*Problem to work on:*
Format the material from its first line through the line containing "positive clicks: (549, 250)", both included, as a numbered list with any blank lines left out.

*Information provided:*
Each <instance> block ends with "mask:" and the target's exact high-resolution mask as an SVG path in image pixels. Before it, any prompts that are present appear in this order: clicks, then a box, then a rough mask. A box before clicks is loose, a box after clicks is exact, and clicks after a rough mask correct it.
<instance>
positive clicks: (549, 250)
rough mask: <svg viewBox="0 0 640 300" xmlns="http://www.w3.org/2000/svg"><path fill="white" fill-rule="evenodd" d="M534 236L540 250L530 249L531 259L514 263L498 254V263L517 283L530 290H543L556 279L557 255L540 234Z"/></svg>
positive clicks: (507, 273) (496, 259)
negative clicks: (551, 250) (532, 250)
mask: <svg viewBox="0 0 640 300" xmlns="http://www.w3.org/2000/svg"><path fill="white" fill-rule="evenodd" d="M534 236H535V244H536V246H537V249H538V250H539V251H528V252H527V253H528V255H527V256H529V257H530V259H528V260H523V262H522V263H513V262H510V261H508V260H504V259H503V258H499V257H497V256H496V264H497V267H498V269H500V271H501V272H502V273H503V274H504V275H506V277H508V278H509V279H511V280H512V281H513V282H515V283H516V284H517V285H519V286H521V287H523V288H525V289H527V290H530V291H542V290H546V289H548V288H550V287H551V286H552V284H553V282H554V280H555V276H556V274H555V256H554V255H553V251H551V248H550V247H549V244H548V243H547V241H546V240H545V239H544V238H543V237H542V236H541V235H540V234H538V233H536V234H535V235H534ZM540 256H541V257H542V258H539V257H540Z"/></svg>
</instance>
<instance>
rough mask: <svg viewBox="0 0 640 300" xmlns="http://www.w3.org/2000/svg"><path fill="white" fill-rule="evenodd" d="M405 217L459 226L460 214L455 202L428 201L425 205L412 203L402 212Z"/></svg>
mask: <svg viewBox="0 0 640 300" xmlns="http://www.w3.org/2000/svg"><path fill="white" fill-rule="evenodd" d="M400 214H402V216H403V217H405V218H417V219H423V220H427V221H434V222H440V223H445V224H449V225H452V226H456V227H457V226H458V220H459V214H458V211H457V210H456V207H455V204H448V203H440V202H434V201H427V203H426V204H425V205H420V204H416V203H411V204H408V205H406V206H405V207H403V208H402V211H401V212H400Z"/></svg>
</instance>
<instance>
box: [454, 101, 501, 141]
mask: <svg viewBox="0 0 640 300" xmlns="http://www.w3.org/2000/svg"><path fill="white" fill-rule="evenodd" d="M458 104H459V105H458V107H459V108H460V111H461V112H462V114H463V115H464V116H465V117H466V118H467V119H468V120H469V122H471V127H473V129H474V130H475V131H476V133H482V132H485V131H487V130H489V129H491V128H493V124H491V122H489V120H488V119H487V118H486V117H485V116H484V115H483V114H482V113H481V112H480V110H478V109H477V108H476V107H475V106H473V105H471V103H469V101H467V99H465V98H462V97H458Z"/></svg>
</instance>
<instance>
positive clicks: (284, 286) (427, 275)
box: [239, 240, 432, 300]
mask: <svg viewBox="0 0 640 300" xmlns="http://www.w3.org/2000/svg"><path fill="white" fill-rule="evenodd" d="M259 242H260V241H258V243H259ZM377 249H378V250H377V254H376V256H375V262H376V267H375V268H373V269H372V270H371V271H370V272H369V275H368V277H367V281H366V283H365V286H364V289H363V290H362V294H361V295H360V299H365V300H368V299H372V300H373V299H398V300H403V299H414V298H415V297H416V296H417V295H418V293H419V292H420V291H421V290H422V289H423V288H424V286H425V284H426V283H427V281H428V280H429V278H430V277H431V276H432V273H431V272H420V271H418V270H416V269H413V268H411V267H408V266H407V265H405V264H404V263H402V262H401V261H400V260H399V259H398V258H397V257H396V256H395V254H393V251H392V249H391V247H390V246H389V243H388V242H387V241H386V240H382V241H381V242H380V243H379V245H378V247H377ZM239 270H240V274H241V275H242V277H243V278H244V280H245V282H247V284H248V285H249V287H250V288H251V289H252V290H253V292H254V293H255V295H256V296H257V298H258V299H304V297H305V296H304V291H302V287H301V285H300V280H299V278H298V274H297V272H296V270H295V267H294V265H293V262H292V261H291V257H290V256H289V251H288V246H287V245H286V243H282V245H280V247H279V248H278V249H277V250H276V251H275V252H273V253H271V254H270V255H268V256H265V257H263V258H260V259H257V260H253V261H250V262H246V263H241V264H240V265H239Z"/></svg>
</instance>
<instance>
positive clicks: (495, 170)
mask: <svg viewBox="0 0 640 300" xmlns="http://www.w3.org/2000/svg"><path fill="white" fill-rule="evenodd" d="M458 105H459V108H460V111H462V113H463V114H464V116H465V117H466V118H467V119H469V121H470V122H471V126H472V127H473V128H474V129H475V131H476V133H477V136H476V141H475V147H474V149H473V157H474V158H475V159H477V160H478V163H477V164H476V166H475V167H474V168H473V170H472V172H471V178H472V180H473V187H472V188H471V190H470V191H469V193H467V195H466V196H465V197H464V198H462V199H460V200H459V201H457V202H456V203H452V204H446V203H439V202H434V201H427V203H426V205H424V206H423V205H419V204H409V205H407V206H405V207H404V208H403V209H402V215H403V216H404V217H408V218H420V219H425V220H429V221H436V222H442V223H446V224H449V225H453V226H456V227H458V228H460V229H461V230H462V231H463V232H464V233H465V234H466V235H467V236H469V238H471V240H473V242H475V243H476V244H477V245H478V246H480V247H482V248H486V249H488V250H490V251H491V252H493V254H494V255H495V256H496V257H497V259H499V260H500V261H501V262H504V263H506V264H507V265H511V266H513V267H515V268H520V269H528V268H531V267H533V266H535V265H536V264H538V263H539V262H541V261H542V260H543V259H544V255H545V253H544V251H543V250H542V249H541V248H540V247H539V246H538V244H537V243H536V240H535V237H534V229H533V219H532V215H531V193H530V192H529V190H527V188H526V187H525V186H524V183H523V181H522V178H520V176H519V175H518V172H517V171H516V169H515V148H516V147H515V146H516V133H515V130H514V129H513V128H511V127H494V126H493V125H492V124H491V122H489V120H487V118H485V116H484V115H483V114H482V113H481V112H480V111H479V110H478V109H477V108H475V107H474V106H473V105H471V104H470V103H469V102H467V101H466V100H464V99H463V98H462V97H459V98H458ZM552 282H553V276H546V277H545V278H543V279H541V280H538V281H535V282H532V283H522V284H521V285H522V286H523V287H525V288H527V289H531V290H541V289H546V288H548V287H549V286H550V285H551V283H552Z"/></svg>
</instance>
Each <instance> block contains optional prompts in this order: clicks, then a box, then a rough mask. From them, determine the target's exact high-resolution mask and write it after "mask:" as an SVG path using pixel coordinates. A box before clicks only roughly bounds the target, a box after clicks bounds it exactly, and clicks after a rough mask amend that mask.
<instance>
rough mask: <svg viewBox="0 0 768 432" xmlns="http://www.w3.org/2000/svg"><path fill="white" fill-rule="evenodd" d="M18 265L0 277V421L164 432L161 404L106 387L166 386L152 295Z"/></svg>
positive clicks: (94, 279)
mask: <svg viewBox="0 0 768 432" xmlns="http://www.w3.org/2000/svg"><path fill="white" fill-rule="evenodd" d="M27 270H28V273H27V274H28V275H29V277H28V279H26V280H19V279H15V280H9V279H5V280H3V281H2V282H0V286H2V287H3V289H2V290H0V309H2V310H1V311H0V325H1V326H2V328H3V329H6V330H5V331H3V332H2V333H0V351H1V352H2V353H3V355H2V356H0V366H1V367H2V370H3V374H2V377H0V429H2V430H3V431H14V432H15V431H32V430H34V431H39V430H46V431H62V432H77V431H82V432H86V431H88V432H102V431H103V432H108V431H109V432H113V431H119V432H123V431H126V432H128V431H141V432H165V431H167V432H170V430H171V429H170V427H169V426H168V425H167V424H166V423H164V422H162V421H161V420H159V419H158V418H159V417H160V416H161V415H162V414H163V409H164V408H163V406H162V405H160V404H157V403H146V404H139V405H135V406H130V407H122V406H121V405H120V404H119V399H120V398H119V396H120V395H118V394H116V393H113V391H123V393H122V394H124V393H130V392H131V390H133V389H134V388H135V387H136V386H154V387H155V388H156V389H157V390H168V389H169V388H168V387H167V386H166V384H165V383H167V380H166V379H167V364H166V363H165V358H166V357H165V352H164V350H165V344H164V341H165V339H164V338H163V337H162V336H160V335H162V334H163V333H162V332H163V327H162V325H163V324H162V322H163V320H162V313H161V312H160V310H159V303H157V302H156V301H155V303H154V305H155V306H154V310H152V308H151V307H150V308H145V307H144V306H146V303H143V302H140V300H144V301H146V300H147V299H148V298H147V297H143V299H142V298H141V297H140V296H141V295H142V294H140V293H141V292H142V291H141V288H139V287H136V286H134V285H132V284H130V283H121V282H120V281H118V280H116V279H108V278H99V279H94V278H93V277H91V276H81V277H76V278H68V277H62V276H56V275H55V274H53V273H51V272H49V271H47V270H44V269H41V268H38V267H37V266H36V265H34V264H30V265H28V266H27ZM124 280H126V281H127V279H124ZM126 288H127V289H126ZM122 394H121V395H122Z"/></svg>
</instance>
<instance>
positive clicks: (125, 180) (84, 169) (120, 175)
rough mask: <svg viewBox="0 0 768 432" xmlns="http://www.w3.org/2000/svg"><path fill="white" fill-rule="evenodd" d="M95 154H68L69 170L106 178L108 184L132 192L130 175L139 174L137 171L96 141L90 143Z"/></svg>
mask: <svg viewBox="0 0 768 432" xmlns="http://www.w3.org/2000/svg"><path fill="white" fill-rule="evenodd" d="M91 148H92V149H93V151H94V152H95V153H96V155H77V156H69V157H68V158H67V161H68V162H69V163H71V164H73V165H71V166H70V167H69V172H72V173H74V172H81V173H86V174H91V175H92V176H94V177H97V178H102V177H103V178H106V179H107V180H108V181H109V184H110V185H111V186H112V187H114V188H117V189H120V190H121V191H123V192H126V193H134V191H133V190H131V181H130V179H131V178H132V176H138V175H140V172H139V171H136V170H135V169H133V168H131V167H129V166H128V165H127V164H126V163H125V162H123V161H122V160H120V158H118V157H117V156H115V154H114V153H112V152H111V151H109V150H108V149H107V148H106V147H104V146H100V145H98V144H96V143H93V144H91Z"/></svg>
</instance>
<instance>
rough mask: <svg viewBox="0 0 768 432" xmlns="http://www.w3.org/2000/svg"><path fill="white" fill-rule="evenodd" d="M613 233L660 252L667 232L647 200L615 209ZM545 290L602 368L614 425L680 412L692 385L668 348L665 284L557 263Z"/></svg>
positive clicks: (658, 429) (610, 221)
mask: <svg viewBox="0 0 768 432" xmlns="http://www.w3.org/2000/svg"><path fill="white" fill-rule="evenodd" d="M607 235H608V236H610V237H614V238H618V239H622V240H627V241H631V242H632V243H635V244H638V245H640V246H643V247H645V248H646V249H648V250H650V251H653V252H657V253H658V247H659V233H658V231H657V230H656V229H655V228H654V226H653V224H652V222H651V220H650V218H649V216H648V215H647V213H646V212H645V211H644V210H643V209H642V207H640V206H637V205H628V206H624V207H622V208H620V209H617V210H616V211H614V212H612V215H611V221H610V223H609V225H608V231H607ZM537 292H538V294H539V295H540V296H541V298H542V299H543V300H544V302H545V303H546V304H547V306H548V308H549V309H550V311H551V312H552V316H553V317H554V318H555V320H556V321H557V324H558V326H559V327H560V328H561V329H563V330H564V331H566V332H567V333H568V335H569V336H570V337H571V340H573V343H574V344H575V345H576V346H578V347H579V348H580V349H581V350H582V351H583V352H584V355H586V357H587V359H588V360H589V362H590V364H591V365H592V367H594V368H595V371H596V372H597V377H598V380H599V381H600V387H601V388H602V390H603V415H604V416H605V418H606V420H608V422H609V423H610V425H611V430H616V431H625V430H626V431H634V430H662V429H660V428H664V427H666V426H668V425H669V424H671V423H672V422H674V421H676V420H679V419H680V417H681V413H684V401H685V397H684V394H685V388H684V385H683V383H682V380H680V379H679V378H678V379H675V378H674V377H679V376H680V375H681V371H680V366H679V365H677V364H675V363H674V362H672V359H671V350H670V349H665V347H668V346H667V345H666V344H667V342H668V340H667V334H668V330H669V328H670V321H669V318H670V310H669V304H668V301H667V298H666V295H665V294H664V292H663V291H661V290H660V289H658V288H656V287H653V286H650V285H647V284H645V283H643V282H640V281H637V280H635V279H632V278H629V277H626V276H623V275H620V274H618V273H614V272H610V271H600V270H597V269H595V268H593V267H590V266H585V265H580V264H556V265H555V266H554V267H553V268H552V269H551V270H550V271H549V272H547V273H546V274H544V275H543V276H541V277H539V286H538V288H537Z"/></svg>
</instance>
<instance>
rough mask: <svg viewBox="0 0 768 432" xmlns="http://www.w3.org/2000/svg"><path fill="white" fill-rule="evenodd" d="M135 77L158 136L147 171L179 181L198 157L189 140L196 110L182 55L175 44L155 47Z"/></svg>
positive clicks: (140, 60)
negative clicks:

*Result:*
1. Each <instance> block ends with "mask:" and the target's exact high-resolution mask as an SVG path in image pixels. Before it, any prompts that are present appear in this order: clicks, then a box, then a rough mask. A box before clicks is loose, a box after clicks is exact, and clicks after a rough mask correct it.
2. <instance>
3. positive clicks: (549, 250)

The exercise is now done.